(Источник)
#####
При той ситуации, в которой необходимо оказалось искусство в ходе его развития, все отношение совершенно изменилось. Этот результат мы не должны рассматривать как чисто случайное несча­стье, постигшее искусство лишь вследствие трудного времени, про­заичности, недостатка интереса и т. д. Он является действием и поступательным движением самого искусства, которое, приводя свой материал к предметной наглядности, благодаря этому развитию способствует освобождению самого себя от воплощенного содержа­ния. Когда мы имеем перед своим чувственным или духовным взором предмет, выявленный благодаря искусству или мышлению столь совершенно, что содержание его исчерпано, все обнаружилось и не остается больше ничего темного и внутреннего, — тогда мы теряем к нему всякий интерес. Ибо интерес сохраняется только при бодрой деятельности. Дух трудится над предметами лишь до тех пор, пока в них еще есть некая тайна, нечто не раскрыв­шееся. Здесь речь идет о том случае, когда материал еще тожде­ствен с нами.

Но если искусство всесторонне раскрыло нам существенные воззрения на мир, заключающиеся в его понятии, и содержание, входящее в эти воззрения, то оно освободилось от данного опреде­ленного содержания, предназначенного всякий раз для особого на­рода, особого времени. Истинная потребность в нем пробуждается только с потребностью обратиться против того содержания, которое до сих пор исключительно обладало значимостью. Так, Аристофан восстал против своего времени, Лукиан — против всего греческого прошлого, а в Италии и Испании на исходе средних веков Ариосто и Сервантес начали выступать против рыцарства.
#####
(Набор строк)
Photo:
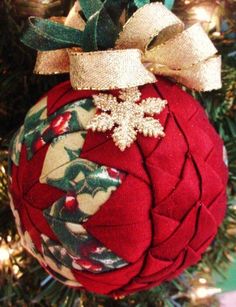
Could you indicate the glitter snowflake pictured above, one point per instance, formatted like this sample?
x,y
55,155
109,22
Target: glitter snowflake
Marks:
x,y
127,117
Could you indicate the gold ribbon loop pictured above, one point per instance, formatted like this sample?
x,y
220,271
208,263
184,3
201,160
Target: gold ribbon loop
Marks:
x,y
153,42
152,20
103,70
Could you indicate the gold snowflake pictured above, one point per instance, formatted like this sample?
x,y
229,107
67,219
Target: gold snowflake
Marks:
x,y
127,117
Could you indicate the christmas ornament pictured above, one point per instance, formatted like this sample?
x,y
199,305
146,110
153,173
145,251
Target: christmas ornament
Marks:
x,y
121,185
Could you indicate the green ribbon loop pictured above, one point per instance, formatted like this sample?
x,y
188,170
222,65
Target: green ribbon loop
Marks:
x,y
44,34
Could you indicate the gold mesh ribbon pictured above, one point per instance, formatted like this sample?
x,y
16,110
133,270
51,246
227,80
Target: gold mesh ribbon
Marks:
x,y
153,42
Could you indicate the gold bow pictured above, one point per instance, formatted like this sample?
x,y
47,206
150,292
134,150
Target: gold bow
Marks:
x,y
153,42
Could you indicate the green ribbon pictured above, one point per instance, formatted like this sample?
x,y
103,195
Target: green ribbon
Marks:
x,y
44,34
100,33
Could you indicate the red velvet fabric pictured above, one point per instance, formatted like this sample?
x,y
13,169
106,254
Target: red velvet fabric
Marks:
x,y
167,210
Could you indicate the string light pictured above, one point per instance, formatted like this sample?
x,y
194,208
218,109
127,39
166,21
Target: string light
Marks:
x,y
201,292
4,254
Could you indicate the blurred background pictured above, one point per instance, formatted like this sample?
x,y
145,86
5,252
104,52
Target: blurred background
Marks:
x,y
22,281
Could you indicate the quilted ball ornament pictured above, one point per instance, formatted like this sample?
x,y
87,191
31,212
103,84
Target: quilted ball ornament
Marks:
x,y
110,221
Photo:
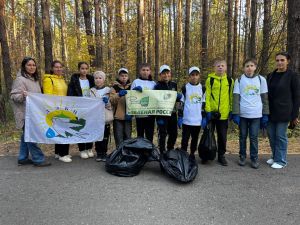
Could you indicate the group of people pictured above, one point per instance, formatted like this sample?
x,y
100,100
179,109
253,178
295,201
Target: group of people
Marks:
x,y
252,101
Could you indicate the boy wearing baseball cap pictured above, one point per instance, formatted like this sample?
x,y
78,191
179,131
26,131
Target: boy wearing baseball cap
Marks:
x,y
167,125
122,123
190,116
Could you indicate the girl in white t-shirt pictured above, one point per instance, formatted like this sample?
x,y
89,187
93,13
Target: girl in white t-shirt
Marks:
x,y
250,110
190,117
102,92
80,85
144,124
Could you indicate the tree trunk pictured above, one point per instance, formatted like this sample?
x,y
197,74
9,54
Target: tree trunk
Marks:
x,y
178,44
37,30
63,30
47,35
267,26
252,42
293,38
235,39
88,30
109,34
149,30
98,36
77,25
6,62
120,43
156,38
229,37
187,33
204,35
247,29
140,34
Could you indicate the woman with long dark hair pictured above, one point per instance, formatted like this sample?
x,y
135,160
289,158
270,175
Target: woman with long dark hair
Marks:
x,y
284,102
27,81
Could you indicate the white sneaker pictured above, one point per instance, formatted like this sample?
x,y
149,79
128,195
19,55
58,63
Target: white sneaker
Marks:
x,y
90,153
84,155
277,166
65,159
270,161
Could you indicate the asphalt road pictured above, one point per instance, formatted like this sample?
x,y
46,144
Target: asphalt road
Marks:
x,y
83,193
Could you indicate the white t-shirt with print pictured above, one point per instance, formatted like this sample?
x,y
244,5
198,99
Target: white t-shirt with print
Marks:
x,y
192,105
250,90
85,87
145,84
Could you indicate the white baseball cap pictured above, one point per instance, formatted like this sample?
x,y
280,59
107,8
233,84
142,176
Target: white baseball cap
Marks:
x,y
194,68
164,67
123,70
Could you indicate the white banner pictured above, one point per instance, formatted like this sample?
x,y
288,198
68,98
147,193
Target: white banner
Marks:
x,y
53,119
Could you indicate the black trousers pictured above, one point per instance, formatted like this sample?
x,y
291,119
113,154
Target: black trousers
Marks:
x,y
145,127
61,149
221,127
187,131
169,128
101,146
85,146
122,131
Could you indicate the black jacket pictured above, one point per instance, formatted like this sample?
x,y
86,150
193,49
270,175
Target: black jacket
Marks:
x,y
171,86
284,96
74,88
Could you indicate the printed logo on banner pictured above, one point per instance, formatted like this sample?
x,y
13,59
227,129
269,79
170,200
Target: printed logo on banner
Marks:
x,y
63,123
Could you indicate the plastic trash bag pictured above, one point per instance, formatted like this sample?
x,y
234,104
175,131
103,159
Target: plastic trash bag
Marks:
x,y
207,148
129,158
178,165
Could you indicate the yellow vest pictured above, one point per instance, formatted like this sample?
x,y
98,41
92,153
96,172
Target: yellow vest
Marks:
x,y
54,85
218,97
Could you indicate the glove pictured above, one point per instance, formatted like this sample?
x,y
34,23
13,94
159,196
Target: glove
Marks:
x,y
138,88
236,119
160,122
230,116
179,122
122,93
208,116
105,99
264,121
204,122
179,96
128,117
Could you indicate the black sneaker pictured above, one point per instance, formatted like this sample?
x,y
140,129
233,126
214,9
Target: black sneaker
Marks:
x,y
204,161
254,164
42,164
25,162
101,158
222,160
192,157
242,161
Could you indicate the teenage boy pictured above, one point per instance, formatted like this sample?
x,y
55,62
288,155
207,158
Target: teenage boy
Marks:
x,y
190,116
218,104
122,122
250,109
167,125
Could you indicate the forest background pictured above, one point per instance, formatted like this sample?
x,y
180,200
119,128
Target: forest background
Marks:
x,y
112,34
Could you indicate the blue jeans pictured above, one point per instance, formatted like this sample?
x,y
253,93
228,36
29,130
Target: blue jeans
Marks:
x,y
251,126
277,132
37,156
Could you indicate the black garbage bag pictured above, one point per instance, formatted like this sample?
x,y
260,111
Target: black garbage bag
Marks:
x,y
129,158
207,148
178,165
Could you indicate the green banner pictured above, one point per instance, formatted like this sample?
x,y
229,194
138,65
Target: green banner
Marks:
x,y
150,102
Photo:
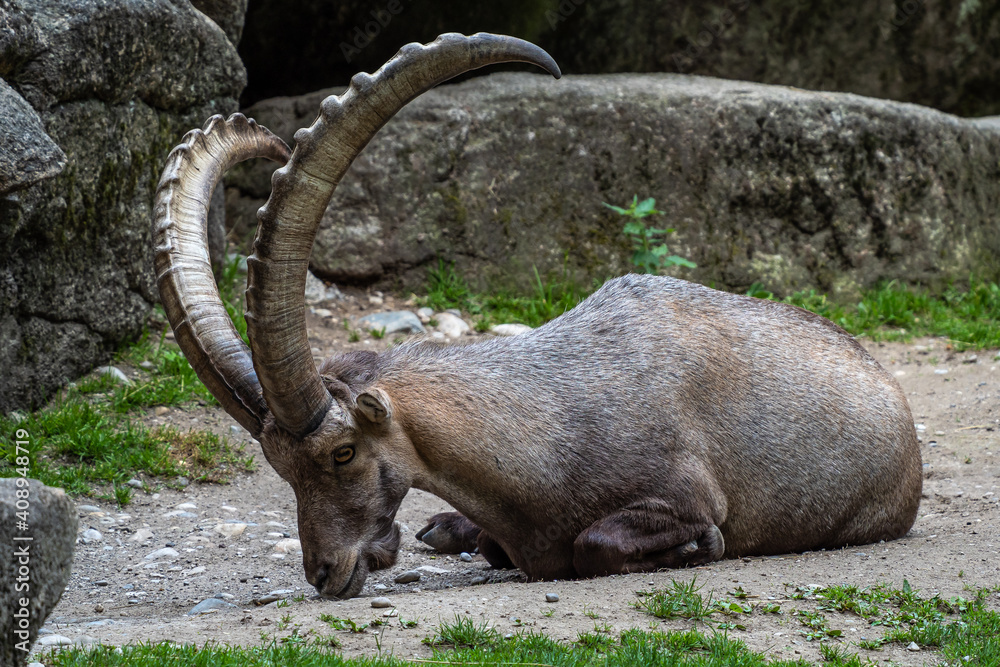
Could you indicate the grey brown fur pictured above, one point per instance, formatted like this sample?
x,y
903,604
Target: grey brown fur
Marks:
x,y
658,424
635,424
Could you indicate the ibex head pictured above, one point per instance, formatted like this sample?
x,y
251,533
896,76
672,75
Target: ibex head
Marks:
x,y
335,441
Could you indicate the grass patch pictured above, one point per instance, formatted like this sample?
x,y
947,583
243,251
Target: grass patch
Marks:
x,y
969,318
550,299
464,632
76,444
91,436
965,631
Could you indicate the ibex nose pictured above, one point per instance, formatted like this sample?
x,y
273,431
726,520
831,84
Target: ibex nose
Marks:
x,y
318,576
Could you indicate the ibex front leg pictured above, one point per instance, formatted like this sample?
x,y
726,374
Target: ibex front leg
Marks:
x,y
644,536
452,533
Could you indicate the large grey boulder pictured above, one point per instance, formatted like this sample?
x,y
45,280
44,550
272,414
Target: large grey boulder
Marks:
x,y
940,53
790,188
115,86
227,14
37,538
27,153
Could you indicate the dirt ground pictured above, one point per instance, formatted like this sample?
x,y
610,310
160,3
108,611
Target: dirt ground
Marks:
x,y
116,595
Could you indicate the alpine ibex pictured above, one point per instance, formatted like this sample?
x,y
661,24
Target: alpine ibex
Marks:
x,y
658,424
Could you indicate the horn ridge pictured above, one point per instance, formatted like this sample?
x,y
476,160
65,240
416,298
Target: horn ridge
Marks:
x,y
191,300
301,191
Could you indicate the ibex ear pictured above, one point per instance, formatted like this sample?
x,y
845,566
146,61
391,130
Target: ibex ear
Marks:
x,y
375,406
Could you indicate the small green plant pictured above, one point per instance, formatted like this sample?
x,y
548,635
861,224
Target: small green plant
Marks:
x,y
840,657
682,600
816,627
343,623
648,243
464,632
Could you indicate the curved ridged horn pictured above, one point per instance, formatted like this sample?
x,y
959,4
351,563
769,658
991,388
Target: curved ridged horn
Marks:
x,y
301,191
184,272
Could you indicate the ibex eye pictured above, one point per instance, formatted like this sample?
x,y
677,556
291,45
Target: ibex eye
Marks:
x,y
343,455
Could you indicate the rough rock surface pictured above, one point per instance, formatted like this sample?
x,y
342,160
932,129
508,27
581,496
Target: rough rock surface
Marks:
x,y
790,188
76,273
940,53
51,523
27,154
227,14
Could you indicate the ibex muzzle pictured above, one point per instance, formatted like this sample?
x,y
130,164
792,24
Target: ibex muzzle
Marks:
x,y
658,424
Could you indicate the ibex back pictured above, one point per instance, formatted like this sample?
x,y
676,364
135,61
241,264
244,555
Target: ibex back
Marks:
x,y
658,424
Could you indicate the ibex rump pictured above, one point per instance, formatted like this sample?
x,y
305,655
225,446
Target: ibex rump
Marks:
x,y
658,424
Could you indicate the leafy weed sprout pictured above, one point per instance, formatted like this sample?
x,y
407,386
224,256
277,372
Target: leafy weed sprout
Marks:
x,y
649,246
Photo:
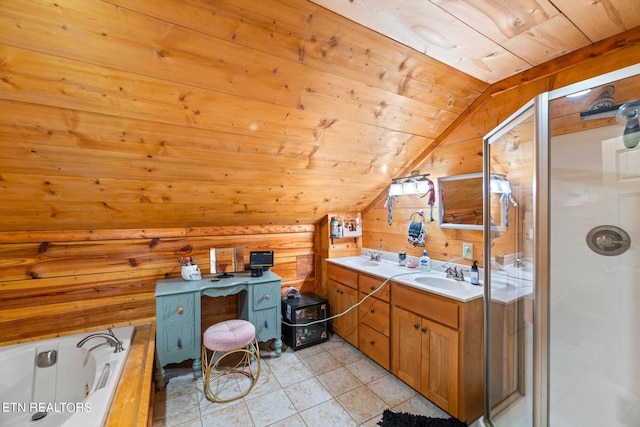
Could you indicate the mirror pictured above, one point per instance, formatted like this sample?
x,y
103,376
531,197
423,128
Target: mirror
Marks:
x,y
460,201
226,260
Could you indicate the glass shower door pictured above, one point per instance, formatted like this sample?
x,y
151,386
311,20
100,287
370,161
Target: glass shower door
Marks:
x,y
509,270
594,364
562,277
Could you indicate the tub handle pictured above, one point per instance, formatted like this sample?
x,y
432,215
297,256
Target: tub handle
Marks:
x,y
104,376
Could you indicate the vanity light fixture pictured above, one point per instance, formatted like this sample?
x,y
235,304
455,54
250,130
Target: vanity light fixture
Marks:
x,y
414,184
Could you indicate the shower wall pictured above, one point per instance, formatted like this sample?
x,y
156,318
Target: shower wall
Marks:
x,y
594,299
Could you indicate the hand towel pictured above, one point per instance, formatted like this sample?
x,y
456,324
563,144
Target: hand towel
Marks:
x,y
417,233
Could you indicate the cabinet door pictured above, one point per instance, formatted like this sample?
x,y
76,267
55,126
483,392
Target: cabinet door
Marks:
x,y
266,323
266,295
341,298
406,346
176,328
375,314
440,365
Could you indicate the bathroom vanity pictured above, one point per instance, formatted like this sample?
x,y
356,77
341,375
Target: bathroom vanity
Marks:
x,y
431,338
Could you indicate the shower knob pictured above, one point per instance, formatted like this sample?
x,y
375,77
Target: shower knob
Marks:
x,y
608,240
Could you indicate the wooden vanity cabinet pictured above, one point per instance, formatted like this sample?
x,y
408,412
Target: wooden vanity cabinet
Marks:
x,y
436,348
373,319
342,290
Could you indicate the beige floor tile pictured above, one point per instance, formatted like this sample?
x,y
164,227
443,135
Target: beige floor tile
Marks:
x,y
346,353
362,404
267,382
339,381
226,387
321,363
289,369
367,370
270,408
307,393
391,390
310,351
178,402
335,340
329,413
292,421
237,415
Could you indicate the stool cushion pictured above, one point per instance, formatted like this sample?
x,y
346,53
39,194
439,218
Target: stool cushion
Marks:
x,y
229,335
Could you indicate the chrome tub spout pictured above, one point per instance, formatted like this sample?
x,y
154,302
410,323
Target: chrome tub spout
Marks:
x,y
110,337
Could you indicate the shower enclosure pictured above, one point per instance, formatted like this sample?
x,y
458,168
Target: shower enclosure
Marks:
x,y
562,269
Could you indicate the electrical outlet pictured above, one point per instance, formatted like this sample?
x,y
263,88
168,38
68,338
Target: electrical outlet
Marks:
x,y
467,250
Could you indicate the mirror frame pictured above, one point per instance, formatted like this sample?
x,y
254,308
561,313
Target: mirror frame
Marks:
x,y
441,205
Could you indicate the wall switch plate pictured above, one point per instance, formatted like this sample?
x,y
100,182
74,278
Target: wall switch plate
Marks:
x,y
467,250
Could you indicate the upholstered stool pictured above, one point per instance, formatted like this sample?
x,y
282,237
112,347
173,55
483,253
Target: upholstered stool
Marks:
x,y
224,340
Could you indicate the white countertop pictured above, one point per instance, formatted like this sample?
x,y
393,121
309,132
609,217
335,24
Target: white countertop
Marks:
x,y
504,290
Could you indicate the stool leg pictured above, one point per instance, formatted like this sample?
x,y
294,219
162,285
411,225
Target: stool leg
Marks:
x,y
210,371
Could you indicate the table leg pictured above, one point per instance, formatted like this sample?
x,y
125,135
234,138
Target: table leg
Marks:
x,y
197,367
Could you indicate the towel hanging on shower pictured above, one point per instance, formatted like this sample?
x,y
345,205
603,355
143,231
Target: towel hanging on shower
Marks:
x,y
432,198
389,205
417,232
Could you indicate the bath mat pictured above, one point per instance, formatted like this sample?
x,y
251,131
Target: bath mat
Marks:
x,y
401,419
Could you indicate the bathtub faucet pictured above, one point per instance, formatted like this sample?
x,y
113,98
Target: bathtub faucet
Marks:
x,y
110,337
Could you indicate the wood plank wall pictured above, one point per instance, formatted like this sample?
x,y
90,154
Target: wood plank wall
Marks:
x,y
53,282
459,150
120,110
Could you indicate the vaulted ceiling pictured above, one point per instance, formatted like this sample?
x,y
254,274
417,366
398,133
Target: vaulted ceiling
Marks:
x,y
139,114
492,39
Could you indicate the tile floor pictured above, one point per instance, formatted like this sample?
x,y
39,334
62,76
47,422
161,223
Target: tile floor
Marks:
x,y
329,384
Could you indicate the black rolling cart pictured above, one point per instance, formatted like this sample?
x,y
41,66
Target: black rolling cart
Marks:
x,y
306,308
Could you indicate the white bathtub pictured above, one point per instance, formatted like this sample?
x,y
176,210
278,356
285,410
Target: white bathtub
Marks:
x,y
76,390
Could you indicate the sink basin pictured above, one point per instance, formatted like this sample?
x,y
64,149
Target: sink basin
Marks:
x,y
525,272
437,282
360,262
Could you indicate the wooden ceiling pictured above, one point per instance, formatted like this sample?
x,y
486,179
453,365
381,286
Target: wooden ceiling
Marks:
x,y
492,39
188,113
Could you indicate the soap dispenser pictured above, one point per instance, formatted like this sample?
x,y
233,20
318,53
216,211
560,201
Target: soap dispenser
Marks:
x,y
425,261
474,276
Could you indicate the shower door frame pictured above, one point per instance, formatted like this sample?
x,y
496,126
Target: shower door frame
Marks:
x,y
541,232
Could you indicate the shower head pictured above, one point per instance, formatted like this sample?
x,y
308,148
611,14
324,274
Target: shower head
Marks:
x,y
628,115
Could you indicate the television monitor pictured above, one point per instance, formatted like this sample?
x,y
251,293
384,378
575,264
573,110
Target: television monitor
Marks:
x,y
261,259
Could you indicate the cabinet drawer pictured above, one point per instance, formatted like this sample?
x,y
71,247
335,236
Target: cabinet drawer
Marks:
x,y
374,313
178,338
440,309
343,275
369,283
177,308
266,323
374,344
266,295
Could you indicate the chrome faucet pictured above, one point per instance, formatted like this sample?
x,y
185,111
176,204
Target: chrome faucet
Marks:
x,y
373,256
455,273
110,337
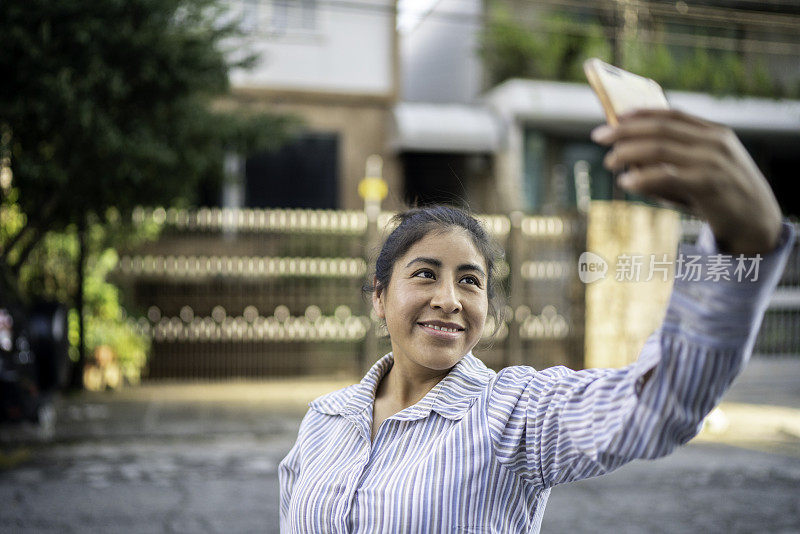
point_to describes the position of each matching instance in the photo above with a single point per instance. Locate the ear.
(377, 299)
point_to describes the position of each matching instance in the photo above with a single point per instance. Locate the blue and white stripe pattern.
(480, 452)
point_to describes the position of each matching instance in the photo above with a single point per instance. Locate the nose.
(445, 297)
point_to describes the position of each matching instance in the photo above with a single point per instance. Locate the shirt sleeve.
(560, 425)
(288, 472)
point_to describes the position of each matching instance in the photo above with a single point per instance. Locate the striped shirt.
(480, 452)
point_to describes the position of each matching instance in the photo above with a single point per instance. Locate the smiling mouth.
(449, 329)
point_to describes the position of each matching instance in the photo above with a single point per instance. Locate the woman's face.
(436, 303)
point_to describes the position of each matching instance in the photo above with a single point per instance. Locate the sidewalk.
(761, 411)
(203, 457)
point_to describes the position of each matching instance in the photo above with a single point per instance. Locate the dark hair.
(415, 223)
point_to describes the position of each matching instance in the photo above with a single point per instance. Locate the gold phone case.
(621, 91)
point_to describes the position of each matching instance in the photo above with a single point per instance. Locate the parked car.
(34, 361)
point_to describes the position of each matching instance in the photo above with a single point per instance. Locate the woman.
(431, 440)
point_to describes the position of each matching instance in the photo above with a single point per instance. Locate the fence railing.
(258, 293)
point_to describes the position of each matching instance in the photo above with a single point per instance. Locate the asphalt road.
(203, 458)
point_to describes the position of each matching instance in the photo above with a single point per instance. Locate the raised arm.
(560, 425)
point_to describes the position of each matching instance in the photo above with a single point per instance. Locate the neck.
(406, 383)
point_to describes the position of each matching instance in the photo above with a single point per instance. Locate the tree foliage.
(555, 45)
(108, 103)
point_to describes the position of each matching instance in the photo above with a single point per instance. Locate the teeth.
(443, 329)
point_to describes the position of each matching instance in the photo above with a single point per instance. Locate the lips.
(441, 326)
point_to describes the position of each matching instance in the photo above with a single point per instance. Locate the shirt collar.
(450, 398)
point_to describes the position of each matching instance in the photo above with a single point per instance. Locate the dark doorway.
(433, 178)
(301, 174)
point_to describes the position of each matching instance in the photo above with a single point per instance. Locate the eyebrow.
(438, 263)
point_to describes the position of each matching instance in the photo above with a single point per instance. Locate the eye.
(472, 280)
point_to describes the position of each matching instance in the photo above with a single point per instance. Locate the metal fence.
(259, 293)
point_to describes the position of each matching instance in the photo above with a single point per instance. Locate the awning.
(444, 128)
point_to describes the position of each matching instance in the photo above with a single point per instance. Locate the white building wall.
(319, 46)
(439, 56)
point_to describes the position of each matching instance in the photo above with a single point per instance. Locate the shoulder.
(522, 380)
(334, 403)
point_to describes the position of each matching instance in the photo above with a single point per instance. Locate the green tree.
(109, 103)
(554, 46)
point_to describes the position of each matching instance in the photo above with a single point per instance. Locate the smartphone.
(621, 91)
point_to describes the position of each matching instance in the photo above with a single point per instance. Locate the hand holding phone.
(685, 160)
(621, 91)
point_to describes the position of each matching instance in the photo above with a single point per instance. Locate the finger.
(656, 127)
(647, 152)
(664, 181)
(666, 115)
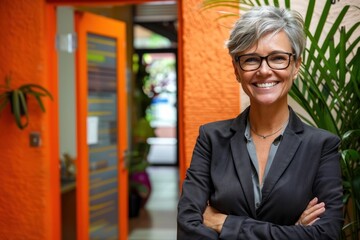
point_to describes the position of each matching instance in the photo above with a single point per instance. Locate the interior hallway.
#####
(Краткая задача) Приведите ещё раз весь текст об искусстве, данный выше, слово в слово, без пропусков и изменений.

(Ответ к задаче)
При той ситуации, в которой необходимо оказалось искусство в ходе его развития, все отношение совершенно изменилось. Этот результат мы не должны рассматривать как чисто случайное несча­стье, постигшее искусство лишь вследствие трудного времени, про­заичности, недостатка интереса и т. д. Он является действием и поступательным движением самого искусства, которое, приводя свой материал к предметной наглядности, благодаря этому развитию способствует освобождению самого себя от воплощенного содержа­ния. Когда мы имеем перед своим чувственным или духовным взором предмет, выявленный благодаря искусству или мышлению столь совершенно, что содержание его исчерпано, все обнаружилось и не остается больше ничего темного и внутреннего, — тогда мы теряем к нему всякий интерес. Ибо интерес сохраняется только при бодрой деятельности. Дух трудится над предметами лишь до тех пор, пока в них еще есть некая тайна, нечто не раскрыв­шееся. Здесь речь идет о том случае, когда материал еще тожде­ствен с нами.

Но если искусство всесторонне раскрыло нам существенные воззрения на мир, заключающиеся в его понятии, и содержание, входящее в эти воззрения, то оно освободилось от данного опреде­ленного содержания, предназначенного всякий раз для особого на­рода, особого времени. Истинная потребность в нем пробуждается только с потребностью обратиться против того содержания, которое до сих пор исключительно обладало значимостью. Так, Аристофан восстал против своего времени, Лукиан — против всего греческого прошлого, а в Италии и Испании на исходе средних веков Ариосто и Сервантес начали выступать против рыцарства.